■ Task description:
Which people are credited after the cast list in the Black River post, and what credit does each receive?
-- Start Source passage --
Tuesday, July 24, 2018

Black River (Masaki Kobayashi, 1957)

Tatsuya Nakadai and Ineko Arima in Black River
Shizuko: Ineko Arima
Nishida: Fumio Watanabe
Killer Joe: Tatsuya Nakadai
Landlady: Isuzu Yamada
Okada: Tomo'o Nagai
Okada's Wife: Keiko Awaji
Kurihara: Eijiro Tono
Kin: Seiji Miyaguchi
Sakazaki: Asao Sano

Director: Masaki Kobayashi
Screenplay: Zenzo Matsuyama
Based on a story by Takeo Tomishima
Cinematography: Yuharu Atsuta
Production design: Ninjin Kurabu
Film editing: Yoshiyasu Hamamura
Music: Chuji Kinoshita

Masaki Kobayashi's remarkable slice-of-life drama Black River takes place in a slum near an American army base. It's a festering dump, inhabited by a variety of people, from lowlifes attempting to make a living by exploiting the soldiers to dead-enders with no place else to go. Into this morass wanders a naïve university student, Nishida, in search of cheap lodgings, who tries to make a little money as a used-book seller. He falls for a pretty waitress, Shizuko, who longs to escape from the slum, but their attachment puts him in the line of fire of a swaggering young gangster called Killer Joe, who has his own designs on Shizuko. Presiding over everything is the landlady, who has plans for the property that don't include its tenants. She's played to a fare-thee-well by the great Isuzu Yamada, perhaps best known as the Lady Macbeth equivalent in Akira Kurosawa's Throne of Blood (1957). Here she's outfitted with a snaggly golden-toothed grill, a fitting correlative for the concealment of the moral rot within. But the real scene-stealer of the film is Tatsuya Nakadai as Killer Joe, in one of his first major film appearances, perfectly blending the charisma that would make him a star with the menace that would allow him to play memorable villains as well as heroes.
-- End Source passage --
-- Start Supplied material --
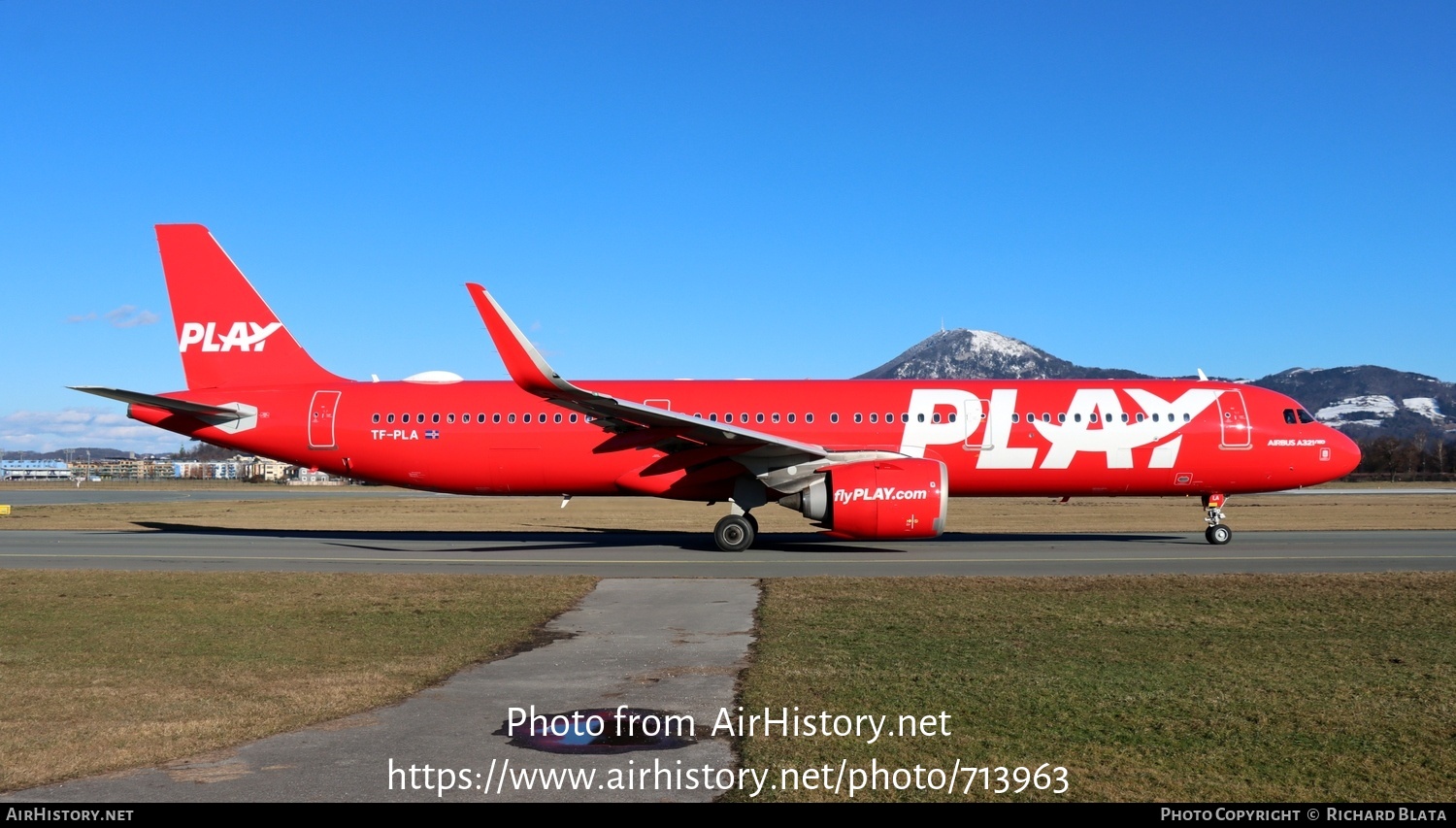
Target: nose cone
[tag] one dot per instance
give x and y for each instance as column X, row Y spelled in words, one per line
column 1344, row 454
-- End Supplied material --
■ Response below:
- Masaki Kobayashi: Director
- Zenzo Matsuyama: Screenplay
- Takeo Tomishima: author of the story the film is based on
- Yuharu Atsuta: Cinematography
- Ninjin Kurabu: Production design
- Yoshiyasu Hamamura: Film editing
- Chuji Kinoshita: Music